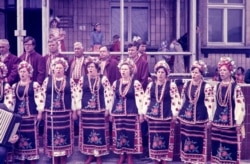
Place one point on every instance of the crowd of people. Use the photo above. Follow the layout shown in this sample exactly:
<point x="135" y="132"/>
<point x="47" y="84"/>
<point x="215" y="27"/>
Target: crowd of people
<point x="97" y="91"/>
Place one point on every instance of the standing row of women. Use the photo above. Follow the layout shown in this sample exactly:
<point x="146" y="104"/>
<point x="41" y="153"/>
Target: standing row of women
<point x="95" y="102"/>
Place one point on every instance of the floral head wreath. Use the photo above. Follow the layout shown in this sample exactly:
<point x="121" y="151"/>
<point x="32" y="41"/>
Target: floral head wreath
<point x="136" y="38"/>
<point x="62" y="61"/>
<point x="201" y="65"/>
<point x="228" y="62"/>
<point x="4" y="69"/>
<point x="94" y="60"/>
<point x="130" y="63"/>
<point x="26" y="65"/>
<point x="164" y="64"/>
<point x="54" y="18"/>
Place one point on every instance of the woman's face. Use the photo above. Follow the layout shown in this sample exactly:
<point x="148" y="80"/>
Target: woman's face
<point x="24" y="74"/>
<point x="92" y="69"/>
<point x="224" y="73"/>
<point x="161" y="74"/>
<point x="196" y="75"/>
<point x="59" y="70"/>
<point x="54" y="24"/>
<point x="98" y="28"/>
<point x="125" y="71"/>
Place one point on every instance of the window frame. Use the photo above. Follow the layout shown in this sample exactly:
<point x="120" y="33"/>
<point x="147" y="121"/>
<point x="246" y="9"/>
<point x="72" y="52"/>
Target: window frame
<point x="225" y="7"/>
<point x="130" y="4"/>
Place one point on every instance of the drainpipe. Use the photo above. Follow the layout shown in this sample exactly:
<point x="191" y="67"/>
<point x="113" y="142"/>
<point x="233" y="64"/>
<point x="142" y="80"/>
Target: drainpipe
<point x="122" y="28"/>
<point x="178" y="19"/>
<point x="20" y="32"/>
<point x="45" y="25"/>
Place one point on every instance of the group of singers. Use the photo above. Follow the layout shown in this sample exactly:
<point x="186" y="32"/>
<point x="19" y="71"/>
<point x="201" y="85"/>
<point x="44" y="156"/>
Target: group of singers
<point x="101" y="90"/>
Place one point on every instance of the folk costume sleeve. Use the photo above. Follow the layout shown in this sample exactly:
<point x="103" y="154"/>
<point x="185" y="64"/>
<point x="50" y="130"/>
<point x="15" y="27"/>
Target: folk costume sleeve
<point x="75" y="95"/>
<point x="183" y="97"/>
<point x="175" y="99"/>
<point x="13" y="97"/>
<point x="240" y="109"/>
<point x="43" y="92"/>
<point x="146" y="98"/>
<point x="112" y="95"/>
<point x="38" y="96"/>
<point x="209" y="101"/>
<point x="107" y="92"/>
<point x="8" y="97"/>
<point x="139" y="93"/>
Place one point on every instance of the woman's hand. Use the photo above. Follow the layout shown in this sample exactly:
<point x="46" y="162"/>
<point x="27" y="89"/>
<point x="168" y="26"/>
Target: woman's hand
<point x="14" y="139"/>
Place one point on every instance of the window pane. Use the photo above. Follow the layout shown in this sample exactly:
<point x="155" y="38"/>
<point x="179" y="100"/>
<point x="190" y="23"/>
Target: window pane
<point x="234" y="24"/>
<point x="216" y="1"/>
<point x="140" y="22"/>
<point x="215" y="26"/>
<point x="115" y="22"/>
<point x="235" y="1"/>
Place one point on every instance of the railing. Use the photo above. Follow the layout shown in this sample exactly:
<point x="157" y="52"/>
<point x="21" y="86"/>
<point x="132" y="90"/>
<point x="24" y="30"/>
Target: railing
<point x="125" y="53"/>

AIM
Without including any pictures, please restate all the records exactly.

CORRECT OUTPUT
Place one point on every instance of the crowd of people. Use the photo above. Follow the layout shown in this sample exactly:
<point x="135" y="132"/>
<point x="47" y="84"/>
<point x="215" y="27"/>
Target: crowd of people
<point x="97" y="91"/>
Place one point on every instance of the standing row of women. Use the photo above. Follow the layout shown in this sample exactly:
<point x="146" y="104"/>
<point x="41" y="153"/>
Target: standing row of women
<point x="95" y="102"/>
Place one point on every instance of the floral head wreath. Use the photo above. Follow the layout shown in this sample exactly:
<point x="121" y="151"/>
<point x="32" y="41"/>
Target: floral head wreath
<point x="136" y="38"/>
<point x="62" y="61"/>
<point x="201" y="65"/>
<point x="228" y="62"/>
<point x="4" y="69"/>
<point x="94" y="60"/>
<point x="130" y="63"/>
<point x="26" y="65"/>
<point x="164" y="64"/>
<point x="54" y="18"/>
Place one point on every instance of the woman's face. Use the photo above. Follow the layout shown in this sample exactly:
<point x="148" y="80"/>
Target: woman's face
<point x="24" y="74"/>
<point x="92" y="69"/>
<point x="224" y="73"/>
<point x="161" y="74"/>
<point x="196" y="75"/>
<point x="59" y="70"/>
<point x="54" y="24"/>
<point x="98" y="28"/>
<point x="125" y="71"/>
Place one point on every instance of the window frame. Use the photo above. Follow the layout shown in this sample exactly:
<point x="120" y="33"/>
<point x="147" y="121"/>
<point x="246" y="9"/>
<point x="72" y="52"/>
Target: window frame
<point x="225" y="7"/>
<point x="130" y="4"/>
Place one point on every instance of the drainpipe. Use the photo above. Follow the layout shown in this sample exactly:
<point x="191" y="67"/>
<point x="113" y="142"/>
<point x="233" y="64"/>
<point x="142" y="80"/>
Target: drainpipe
<point x="122" y="28"/>
<point x="178" y="19"/>
<point x="20" y="32"/>
<point x="45" y="25"/>
Place one point on every instance of the group of singers. Use the photo above. Follow the layout shown in this sample exactly:
<point x="186" y="32"/>
<point x="19" y="71"/>
<point x="201" y="85"/>
<point x="44" y="156"/>
Target: group of singers
<point x="101" y="90"/>
Place one point on every instance of the folk costume sleeve. Use the photo above. Follow the layout shown in this sample exactly:
<point x="103" y="154"/>
<point x="185" y="64"/>
<point x="50" y="130"/>
<point x="15" y="27"/>
Target: folk costume sleeve
<point x="75" y="95"/>
<point x="183" y="97"/>
<point x="175" y="99"/>
<point x="13" y="97"/>
<point x="240" y="109"/>
<point x="43" y="92"/>
<point x="146" y="98"/>
<point x="112" y="95"/>
<point x="38" y="96"/>
<point x="209" y="101"/>
<point x="107" y="92"/>
<point x="8" y="97"/>
<point x="139" y="93"/>
Place one point on every instance of the woman's hand. Use the photo above. Follow the layout shown in this sample exactly:
<point x="46" y="162"/>
<point x="27" y="89"/>
<point x="168" y="26"/>
Target: woman's hand
<point x="14" y="139"/>
Place one point on every instance of the window pane. Use the photo above. Follow the layout shown in this sample exactly:
<point x="155" y="38"/>
<point x="179" y="100"/>
<point x="190" y="23"/>
Target: window pane
<point x="234" y="24"/>
<point x="216" y="1"/>
<point x="140" y="22"/>
<point x="215" y="26"/>
<point x="115" y="22"/>
<point x="235" y="1"/>
Place one point on every instance of the railing. Use the photo above. Follow the layout shown in this sample exactly:
<point x="157" y="52"/>
<point x="21" y="86"/>
<point x="132" y="90"/>
<point x="24" y="30"/>
Target: railing
<point x="125" y="53"/>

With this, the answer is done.